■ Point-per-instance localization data
——

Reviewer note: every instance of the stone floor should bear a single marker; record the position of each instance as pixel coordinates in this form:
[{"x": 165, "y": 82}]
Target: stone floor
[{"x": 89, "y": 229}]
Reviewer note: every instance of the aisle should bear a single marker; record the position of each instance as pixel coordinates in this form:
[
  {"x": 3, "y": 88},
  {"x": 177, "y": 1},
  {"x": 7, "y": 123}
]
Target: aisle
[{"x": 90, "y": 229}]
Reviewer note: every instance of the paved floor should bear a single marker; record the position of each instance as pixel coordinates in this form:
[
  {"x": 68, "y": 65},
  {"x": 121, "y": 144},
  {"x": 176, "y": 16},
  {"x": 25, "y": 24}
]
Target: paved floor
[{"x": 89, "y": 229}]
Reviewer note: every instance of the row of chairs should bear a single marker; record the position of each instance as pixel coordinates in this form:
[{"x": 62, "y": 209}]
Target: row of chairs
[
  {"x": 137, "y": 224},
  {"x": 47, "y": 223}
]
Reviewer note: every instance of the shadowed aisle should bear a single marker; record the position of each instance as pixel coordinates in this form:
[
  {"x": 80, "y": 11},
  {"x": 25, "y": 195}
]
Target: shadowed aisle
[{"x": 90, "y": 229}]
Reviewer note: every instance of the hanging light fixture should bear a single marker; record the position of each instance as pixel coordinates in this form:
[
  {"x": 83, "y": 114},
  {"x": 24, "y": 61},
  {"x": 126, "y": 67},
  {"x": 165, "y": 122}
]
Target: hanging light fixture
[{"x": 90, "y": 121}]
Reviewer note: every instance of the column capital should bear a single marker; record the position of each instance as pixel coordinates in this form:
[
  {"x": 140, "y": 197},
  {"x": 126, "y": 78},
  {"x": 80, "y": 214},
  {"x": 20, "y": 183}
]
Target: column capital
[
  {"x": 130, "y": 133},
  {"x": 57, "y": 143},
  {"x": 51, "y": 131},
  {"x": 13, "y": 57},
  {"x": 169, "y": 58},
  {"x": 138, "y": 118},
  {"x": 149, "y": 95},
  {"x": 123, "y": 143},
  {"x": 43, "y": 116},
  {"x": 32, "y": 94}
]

——

■ Task description
Every record is to be repeated exactly as it stands above.

■ Reply
Reviewer note: every instance of the stone floor should bear a single marker; record the position of each instance as pixel coordinates in this form:
[{"x": 165, "y": 82}]
Target: stone floor
[{"x": 89, "y": 229}]
Reviewer note: every instance of the aisle should bear a single marker; record the position of each instance as pixel coordinates in this form:
[
  {"x": 3, "y": 88},
  {"x": 177, "y": 1},
  {"x": 7, "y": 123}
]
Target: aisle
[{"x": 90, "y": 229}]
Reviewer note: every instance of the paved floor should bear a single marker; record the position of each instance as pixel coordinates in this form:
[
  {"x": 68, "y": 65},
  {"x": 121, "y": 144},
  {"x": 176, "y": 16},
  {"x": 25, "y": 24}
]
Target: paved floor
[{"x": 89, "y": 229}]
Reviewer note: every instance of the row of chairs should bear a single marker; record the position of each instance as pixel coordinates in this form:
[{"x": 62, "y": 209}]
Target: row of chairs
[
  {"x": 137, "y": 224},
  {"x": 47, "y": 223}
]
Reviewer note: every instance of the shadowed aisle should bear a single marker; record the position of each instance as pixel coordinates in this form:
[
  {"x": 80, "y": 11},
  {"x": 25, "y": 195}
]
Target: shadowed aisle
[{"x": 90, "y": 229}]
Reviewer note: every instance of the hanging light fixture should bear a single marker; record the position of each instance as pixel coordinates in this form:
[
  {"x": 83, "y": 114},
  {"x": 24, "y": 61},
  {"x": 126, "y": 67},
  {"x": 165, "y": 122}
]
Target: hanging light fixture
[{"x": 90, "y": 121}]
Reviewer note: every instance of the column capital should bear a single marker; record the position of each instance as pixel coordinates in this form:
[
  {"x": 140, "y": 197},
  {"x": 126, "y": 78},
  {"x": 80, "y": 214},
  {"x": 20, "y": 183}
]
Target: column capital
[
  {"x": 130, "y": 133},
  {"x": 57, "y": 143},
  {"x": 51, "y": 131},
  {"x": 13, "y": 57},
  {"x": 169, "y": 58},
  {"x": 138, "y": 118},
  {"x": 149, "y": 95},
  {"x": 123, "y": 143},
  {"x": 43, "y": 116},
  {"x": 32, "y": 94}
]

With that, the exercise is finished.